EXERCISE OBJECTIVE =>
Among the records below, find the lines containing "with" and state only how many there are.

DATA FOR THIS TASK =>

============================================================

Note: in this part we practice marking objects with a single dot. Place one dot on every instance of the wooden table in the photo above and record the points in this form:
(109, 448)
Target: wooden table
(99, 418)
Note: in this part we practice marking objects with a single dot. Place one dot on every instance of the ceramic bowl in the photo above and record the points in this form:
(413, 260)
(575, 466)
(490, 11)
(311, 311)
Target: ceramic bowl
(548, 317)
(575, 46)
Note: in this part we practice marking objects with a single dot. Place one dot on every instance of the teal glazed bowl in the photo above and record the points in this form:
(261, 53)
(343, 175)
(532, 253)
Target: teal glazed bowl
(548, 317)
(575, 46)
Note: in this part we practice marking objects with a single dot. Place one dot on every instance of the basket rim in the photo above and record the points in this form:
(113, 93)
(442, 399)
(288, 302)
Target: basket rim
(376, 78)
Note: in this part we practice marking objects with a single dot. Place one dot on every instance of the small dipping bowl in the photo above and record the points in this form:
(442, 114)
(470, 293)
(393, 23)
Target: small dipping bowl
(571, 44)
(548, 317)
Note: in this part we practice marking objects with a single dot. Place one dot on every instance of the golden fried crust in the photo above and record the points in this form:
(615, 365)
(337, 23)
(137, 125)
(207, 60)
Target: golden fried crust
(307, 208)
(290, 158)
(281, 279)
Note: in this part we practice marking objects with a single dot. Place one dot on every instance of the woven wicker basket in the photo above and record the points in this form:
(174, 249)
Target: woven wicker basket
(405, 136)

============================================================

RESULT OF THE TASK =>
7